# DATASET ENTRIES start
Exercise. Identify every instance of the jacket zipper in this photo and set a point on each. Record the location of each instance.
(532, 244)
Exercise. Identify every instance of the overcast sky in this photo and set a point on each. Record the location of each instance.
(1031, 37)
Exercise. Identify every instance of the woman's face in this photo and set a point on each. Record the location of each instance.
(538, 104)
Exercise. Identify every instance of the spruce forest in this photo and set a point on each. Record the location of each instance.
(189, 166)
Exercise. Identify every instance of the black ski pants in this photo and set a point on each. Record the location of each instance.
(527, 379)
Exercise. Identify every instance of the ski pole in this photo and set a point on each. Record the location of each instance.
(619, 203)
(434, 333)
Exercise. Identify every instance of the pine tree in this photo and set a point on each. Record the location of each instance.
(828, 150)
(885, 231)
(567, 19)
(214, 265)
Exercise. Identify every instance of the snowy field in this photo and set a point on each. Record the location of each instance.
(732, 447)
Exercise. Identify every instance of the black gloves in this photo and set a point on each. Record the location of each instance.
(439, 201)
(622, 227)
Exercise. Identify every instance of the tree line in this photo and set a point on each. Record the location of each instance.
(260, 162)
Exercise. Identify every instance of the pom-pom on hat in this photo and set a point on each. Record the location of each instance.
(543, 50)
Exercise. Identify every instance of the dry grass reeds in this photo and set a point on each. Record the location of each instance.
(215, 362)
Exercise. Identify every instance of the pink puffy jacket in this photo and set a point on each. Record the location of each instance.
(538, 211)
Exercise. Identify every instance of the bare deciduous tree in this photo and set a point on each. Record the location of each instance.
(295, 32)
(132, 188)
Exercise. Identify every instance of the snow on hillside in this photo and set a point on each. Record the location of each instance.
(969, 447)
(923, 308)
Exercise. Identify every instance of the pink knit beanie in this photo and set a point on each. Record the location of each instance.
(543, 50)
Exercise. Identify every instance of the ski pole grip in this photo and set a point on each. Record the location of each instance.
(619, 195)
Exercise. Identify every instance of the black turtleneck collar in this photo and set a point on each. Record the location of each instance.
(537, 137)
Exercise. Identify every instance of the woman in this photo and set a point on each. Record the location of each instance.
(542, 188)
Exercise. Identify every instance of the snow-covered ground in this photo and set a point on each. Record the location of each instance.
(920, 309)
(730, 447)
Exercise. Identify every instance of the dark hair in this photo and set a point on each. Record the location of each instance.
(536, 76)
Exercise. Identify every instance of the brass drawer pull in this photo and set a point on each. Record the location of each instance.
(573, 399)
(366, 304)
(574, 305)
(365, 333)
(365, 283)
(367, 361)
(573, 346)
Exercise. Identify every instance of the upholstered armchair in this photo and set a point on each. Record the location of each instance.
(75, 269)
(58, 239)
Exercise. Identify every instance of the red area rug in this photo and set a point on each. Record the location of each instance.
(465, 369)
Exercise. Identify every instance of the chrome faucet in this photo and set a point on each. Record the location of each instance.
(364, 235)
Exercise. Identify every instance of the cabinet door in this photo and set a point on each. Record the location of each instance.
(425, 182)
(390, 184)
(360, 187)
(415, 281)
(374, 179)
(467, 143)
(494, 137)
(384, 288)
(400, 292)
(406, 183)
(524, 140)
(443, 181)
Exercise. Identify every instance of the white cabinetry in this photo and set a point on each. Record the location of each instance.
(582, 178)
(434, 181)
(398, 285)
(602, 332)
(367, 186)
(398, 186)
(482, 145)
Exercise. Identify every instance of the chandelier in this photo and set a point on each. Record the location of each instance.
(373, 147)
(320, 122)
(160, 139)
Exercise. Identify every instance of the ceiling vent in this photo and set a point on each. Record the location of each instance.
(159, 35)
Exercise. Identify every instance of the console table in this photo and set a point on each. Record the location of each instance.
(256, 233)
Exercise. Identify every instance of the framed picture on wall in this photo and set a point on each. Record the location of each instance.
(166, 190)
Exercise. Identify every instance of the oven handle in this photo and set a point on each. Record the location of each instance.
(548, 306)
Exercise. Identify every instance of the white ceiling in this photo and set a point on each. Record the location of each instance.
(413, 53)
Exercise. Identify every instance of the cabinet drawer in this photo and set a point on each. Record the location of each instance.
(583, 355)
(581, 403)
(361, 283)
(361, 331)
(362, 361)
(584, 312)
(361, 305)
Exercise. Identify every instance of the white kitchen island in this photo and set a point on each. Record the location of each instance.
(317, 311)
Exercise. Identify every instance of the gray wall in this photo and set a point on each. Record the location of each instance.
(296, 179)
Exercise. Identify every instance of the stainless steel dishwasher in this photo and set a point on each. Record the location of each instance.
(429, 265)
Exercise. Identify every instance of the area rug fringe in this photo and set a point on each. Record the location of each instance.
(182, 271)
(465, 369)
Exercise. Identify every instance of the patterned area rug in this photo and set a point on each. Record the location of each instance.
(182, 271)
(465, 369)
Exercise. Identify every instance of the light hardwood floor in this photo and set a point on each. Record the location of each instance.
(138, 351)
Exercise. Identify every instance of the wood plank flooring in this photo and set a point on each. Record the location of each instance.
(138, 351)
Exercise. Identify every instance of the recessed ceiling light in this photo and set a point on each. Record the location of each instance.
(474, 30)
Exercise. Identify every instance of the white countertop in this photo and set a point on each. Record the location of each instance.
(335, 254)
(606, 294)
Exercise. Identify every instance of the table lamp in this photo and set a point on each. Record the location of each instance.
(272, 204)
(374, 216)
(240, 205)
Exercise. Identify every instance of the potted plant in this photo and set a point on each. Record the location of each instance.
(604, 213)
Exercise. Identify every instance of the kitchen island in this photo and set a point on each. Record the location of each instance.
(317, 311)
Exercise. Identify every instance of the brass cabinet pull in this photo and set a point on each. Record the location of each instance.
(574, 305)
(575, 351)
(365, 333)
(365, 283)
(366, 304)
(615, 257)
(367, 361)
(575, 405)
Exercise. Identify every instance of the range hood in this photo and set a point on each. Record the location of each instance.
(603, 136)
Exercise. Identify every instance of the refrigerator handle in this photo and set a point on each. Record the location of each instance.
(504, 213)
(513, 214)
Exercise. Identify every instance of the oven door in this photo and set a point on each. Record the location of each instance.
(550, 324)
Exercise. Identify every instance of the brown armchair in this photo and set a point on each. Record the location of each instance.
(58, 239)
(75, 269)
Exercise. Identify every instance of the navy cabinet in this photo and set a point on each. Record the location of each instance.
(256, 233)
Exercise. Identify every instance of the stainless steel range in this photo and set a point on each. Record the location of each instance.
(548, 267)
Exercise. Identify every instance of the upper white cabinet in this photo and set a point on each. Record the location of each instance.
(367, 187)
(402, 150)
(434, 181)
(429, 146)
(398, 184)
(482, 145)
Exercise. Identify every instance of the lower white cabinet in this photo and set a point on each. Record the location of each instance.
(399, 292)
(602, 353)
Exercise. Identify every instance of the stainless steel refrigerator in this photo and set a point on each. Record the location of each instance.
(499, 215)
# DATASET ENTRIES end
DO THIS:
Starting with the line that contains "stainless steel refrigerator" and going on through the last of the lines, write those lines out again, requests included, with each coordinate in the answers scaled by 2.4 and rounded to the nearest whole number, halves rounded up.

RESULT OF THIS EXERCISE:
Exercise. Identify every instance of the stainless steel refrigerator in this photo and set a point on each. Record the location of each instance.
(1198, 516)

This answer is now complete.